- INSTRUCTIONS FOR THE TASK -
Every entry is to be set down a second time, precisely as written.
== Segment start ==
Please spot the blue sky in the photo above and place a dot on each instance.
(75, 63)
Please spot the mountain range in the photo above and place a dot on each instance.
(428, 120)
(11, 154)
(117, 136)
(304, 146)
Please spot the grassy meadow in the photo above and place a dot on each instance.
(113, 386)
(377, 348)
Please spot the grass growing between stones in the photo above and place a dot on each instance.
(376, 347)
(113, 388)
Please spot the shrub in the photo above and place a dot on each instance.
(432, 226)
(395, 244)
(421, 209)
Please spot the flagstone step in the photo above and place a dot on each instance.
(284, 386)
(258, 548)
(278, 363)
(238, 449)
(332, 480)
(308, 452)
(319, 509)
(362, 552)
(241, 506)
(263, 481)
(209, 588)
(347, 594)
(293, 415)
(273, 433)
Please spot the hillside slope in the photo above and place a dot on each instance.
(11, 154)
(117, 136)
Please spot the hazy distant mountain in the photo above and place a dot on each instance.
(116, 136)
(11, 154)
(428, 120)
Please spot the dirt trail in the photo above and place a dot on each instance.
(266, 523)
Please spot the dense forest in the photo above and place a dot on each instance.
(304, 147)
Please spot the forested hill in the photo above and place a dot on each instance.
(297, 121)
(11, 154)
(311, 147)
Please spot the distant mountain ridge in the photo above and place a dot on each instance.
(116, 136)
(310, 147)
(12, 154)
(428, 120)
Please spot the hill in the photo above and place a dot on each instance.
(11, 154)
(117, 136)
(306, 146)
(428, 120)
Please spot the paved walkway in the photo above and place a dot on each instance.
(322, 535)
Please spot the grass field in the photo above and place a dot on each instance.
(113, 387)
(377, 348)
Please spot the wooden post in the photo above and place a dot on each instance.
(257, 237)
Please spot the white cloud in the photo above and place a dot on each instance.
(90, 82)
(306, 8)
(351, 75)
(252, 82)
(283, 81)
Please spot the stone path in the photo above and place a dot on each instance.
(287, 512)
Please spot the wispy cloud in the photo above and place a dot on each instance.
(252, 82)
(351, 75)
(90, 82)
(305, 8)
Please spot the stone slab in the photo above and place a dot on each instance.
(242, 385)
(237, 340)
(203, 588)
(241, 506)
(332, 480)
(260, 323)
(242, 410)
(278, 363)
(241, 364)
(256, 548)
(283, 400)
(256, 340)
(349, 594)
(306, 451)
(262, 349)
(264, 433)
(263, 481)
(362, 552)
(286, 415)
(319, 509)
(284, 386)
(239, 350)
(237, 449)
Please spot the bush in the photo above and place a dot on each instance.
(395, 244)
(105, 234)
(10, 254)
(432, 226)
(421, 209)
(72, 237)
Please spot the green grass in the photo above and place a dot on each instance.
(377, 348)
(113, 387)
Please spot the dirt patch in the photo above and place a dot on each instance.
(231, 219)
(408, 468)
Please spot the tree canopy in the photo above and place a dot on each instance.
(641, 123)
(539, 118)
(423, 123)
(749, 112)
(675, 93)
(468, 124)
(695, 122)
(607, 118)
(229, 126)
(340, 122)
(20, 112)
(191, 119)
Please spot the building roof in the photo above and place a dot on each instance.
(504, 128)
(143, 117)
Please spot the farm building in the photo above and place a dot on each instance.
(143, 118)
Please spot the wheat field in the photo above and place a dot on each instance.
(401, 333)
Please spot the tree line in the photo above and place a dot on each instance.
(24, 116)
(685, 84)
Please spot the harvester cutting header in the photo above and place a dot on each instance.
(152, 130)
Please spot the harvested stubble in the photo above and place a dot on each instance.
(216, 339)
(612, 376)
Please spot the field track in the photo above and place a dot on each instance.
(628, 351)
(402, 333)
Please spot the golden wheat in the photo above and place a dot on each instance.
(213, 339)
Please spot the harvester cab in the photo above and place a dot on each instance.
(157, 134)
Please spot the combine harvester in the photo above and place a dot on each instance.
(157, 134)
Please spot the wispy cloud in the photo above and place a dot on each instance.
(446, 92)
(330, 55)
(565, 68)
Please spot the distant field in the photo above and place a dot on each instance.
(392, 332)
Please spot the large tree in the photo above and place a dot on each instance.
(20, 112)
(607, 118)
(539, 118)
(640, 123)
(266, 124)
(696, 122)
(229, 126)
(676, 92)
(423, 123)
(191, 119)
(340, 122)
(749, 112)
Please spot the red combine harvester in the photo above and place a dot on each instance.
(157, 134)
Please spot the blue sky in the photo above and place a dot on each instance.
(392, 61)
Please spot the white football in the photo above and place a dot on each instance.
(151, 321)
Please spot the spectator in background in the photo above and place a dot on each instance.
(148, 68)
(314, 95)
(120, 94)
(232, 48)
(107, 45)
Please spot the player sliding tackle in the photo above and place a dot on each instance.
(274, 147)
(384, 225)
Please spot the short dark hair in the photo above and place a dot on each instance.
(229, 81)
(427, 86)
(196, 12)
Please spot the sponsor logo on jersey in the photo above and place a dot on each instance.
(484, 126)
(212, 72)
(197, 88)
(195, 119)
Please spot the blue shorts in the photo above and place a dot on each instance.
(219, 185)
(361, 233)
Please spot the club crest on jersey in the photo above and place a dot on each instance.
== Segment end ==
- RESPONSE TO THE TASK -
Please spot the blue sky in the photo above and place a dot on each instance.
(75, 63)
Please spot the mountain range in the photo above and place a dot on each instance.
(428, 120)
(11, 154)
(117, 136)
(304, 146)
Please spot the grassy meadow in the photo above and place a dot on each instance.
(113, 386)
(377, 348)
Please spot the grass growing between stones in the photo above and place a dot on each instance.
(376, 347)
(113, 388)
Please spot the shrub in the photo above and place a dot on each instance.
(432, 226)
(395, 244)
(421, 209)
Please spot the flagstone step in the photo above and place a dot on each instance.
(284, 386)
(258, 548)
(278, 363)
(238, 449)
(332, 480)
(308, 452)
(319, 509)
(362, 552)
(241, 506)
(263, 481)
(209, 588)
(347, 594)
(293, 415)
(273, 433)
Please spot the hillside slope in the photo above and place a dot on each instance.
(11, 154)
(117, 136)
Please spot the hazy distant mountain in the photo above and place a dot on each instance.
(116, 136)
(11, 154)
(428, 120)
Please spot the dirt trail in the photo above and place a dot on each instance.
(266, 523)
Please spot the dense forest in the photo above and place a dot on each instance.
(304, 147)
Please spot the forested hill in the photo above and place a dot on each instance.
(297, 121)
(11, 154)
(311, 147)
Please spot the distant mountain ridge in the photo above and place a dot on each instance.
(116, 136)
(310, 147)
(12, 154)
(428, 120)
Please spot the hill in the photo above and place a dot on each instance.
(11, 154)
(117, 136)
(306, 146)
(428, 120)
Please spot the paved walkway in the photo above and place a dot on each instance.
(322, 535)
Please spot the grass field in the photo above and place a dot on each instance.
(113, 387)
(377, 348)
Please spot the wooden post in the photo above and place a dot on each instance.
(257, 237)
Please spot the white cloud in the photo above and place a dot on each instance.
(90, 82)
(306, 8)
(351, 75)
(252, 82)
(283, 81)
Please spot the stone path in the photo above and place a dot on each instance.
(287, 512)
Please spot the wispy cloud in the photo above and place a dot on each instance.
(252, 82)
(351, 75)
(90, 82)
(305, 8)
Please spot the stone slab in the photo above and place a dot on each instance.
(242, 385)
(237, 340)
(203, 588)
(241, 506)
(332, 480)
(260, 323)
(242, 410)
(278, 363)
(241, 364)
(256, 548)
(283, 400)
(256, 340)
(349, 594)
(306, 451)
(262, 349)
(264, 433)
(263, 481)
(362, 552)
(286, 415)
(319, 509)
(284, 386)
(239, 350)
(237, 449)
Please spot the bush in the photo above and place a dot on each instance.
(395, 244)
(105, 234)
(10, 254)
(432, 226)
(421, 209)
(72, 237)
Please spot the green grass in the photo above and place a dot on each instance.
(377, 348)
(113, 387)
Please spot the dirt patch in the photo above and place a dot on each instance.
(231, 219)
(408, 468)
Please spot the tree canopy in the photo above and place a dot on each instance.
(641, 123)
(539, 118)
(423, 123)
(749, 112)
(675, 93)
(468, 124)
(695, 122)
(607, 118)
(229, 126)
(340, 122)
(20, 112)
(191, 119)
Please spot the building roof in the photo above and place a dot on each instance.
(504, 128)
(143, 117)
Please spot the farm building in the photo above and place a dot on each instance.
(143, 118)
Please spot the wheat field in the photo above and place a dot on each instance.
(401, 333)
Please spot the tree line in the photo above and place a dot on each instance.
(24, 116)
(685, 84)
Please spot the harvester cutting header in the photo above and place a dot on each instance.
(152, 130)
Please spot the harvested stubble in the photo above and place a dot on each instance.
(216, 339)
(612, 376)
Please spot the field track in the photo above and place a dot on each instance.
(628, 351)
(402, 333)
Please spot the golden wheat in the photo above and place a dot on each instance.
(213, 339)
Please spot the harvester cab in the photo above and place a dot on each instance.
(157, 134)
Please spot the combine harvester in the photo above and place a dot on each instance.
(157, 134)
Please spot the wispy cloud in the photo above and place a dot on each instance.
(446, 92)
(330, 55)
(565, 68)
Please spot the distant field in the photo above and place a dot on each instance.
(392, 332)
Please spot the large tree in the photo above and place a dot on each instance.
(20, 112)
(607, 118)
(539, 118)
(640, 123)
(266, 124)
(696, 122)
(229, 126)
(676, 92)
(423, 123)
(191, 119)
(340, 122)
(749, 112)
Please spot the red combine harvester in the photo above and place a dot on each instance.
(157, 134)
Please spot the blue sky in the photo above and place a dot on each instance.
(392, 61)
Please spot the white football in the photo above and place a dot on each instance.
(151, 321)
Please spot the spectator in background in the photo above and place a dot on each instance.
(148, 68)
(314, 95)
(120, 94)
(232, 48)
(107, 45)
Please spot the player sliding tackle in the photo above and place a dot on each instance.
(274, 147)
(384, 225)
Please spot the short dark hair in the photo above and place a dot on each instance.
(229, 81)
(427, 86)
(196, 12)
Please spot the sponsor logo on jersey in the photo above and place a dot on each instance.
(484, 126)
(212, 72)
(197, 88)
(195, 119)
Please spot the blue shorts in the photo above and place a dot on each instance.
(219, 185)
(361, 233)
Please spot the club crest on jersey in the photo above and place a dot on each instance.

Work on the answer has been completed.